REQUIRED TASK: Everything in the listing should be restated word for word.

Point annotation dataset records
— START —
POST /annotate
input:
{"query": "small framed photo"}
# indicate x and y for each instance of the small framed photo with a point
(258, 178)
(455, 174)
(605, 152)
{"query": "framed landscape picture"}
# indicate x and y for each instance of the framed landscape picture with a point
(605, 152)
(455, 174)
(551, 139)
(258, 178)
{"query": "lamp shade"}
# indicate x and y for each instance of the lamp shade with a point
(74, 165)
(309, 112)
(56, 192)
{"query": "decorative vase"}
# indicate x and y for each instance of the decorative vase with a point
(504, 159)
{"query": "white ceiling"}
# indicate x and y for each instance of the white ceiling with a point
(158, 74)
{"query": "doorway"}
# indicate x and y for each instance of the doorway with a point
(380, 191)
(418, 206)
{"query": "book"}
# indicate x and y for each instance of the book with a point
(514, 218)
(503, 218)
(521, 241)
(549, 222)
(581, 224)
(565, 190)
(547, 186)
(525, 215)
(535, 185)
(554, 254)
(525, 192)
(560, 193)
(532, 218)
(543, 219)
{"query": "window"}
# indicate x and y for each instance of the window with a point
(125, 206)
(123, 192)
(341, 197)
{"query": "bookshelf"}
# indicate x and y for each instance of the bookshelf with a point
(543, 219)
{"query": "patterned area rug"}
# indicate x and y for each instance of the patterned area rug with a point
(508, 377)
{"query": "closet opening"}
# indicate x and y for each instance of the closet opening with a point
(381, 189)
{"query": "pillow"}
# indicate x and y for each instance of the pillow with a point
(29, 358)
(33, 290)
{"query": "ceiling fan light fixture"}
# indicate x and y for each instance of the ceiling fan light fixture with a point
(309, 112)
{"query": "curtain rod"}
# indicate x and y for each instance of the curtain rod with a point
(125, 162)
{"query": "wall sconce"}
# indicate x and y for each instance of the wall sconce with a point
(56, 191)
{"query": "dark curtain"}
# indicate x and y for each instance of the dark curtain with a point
— END —
SOLUTION FOR THIS EXERCISE:
POST /annotate
input:
{"query": "small framed photo"}
# indicate x and y for each instance of the small framed photo with a point
(258, 178)
(455, 174)
(605, 152)
{"query": "framed landscape picture"}
# indicate x and y for each instance of the framed landscape picture with a point
(605, 152)
(455, 174)
(551, 139)
(258, 178)
{"query": "lamp shade"}
# indicate x and y for each instance of the lamp shade with a point
(74, 165)
(309, 112)
(56, 192)
{"query": "decorative vase"}
# indicate x and y for each instance of the decorative vase with a point
(504, 159)
{"query": "white ceiling"}
# indicate x and y for each instance of the white ceiling with a point
(158, 74)
{"query": "doorway"}
# indicate x and y for each instance of the doorway with a point
(380, 191)
(418, 206)
{"query": "book"}
# indicate x and y for each instance of the book with a point
(514, 218)
(503, 218)
(521, 241)
(549, 222)
(581, 224)
(565, 190)
(547, 186)
(525, 215)
(535, 185)
(554, 254)
(525, 192)
(560, 193)
(532, 218)
(543, 219)
{"query": "window"}
# indicate x and y for each instance of the window with a point
(125, 206)
(123, 192)
(341, 197)
{"query": "bookshelf"}
# indicate x and y for each instance of the bookshelf with a point
(543, 219)
{"query": "patterned area rug"}
# indicate x and y for each instance of the patterned area rug with a point
(508, 377)
{"query": "closet opening"}
# indicate x and y for each instance of the closet opening with a point
(381, 189)
{"query": "pillow"}
# indicate x and y for each instance of the pillow with a point
(29, 358)
(33, 290)
{"query": "ceiling fan light fixture"}
# indicate x and y for each instance of the ceiling fan light fixture with a point
(309, 112)
{"query": "curtain rod"}
# indicate x and y for each instance of the curtain rod with a point
(125, 162)
{"query": "wall sconce"}
# indicate x and y for each instance of the wall sconce with a point
(56, 191)
{"query": "dark curtain"}
# indicate x and y for each instance of the dark curtain with a point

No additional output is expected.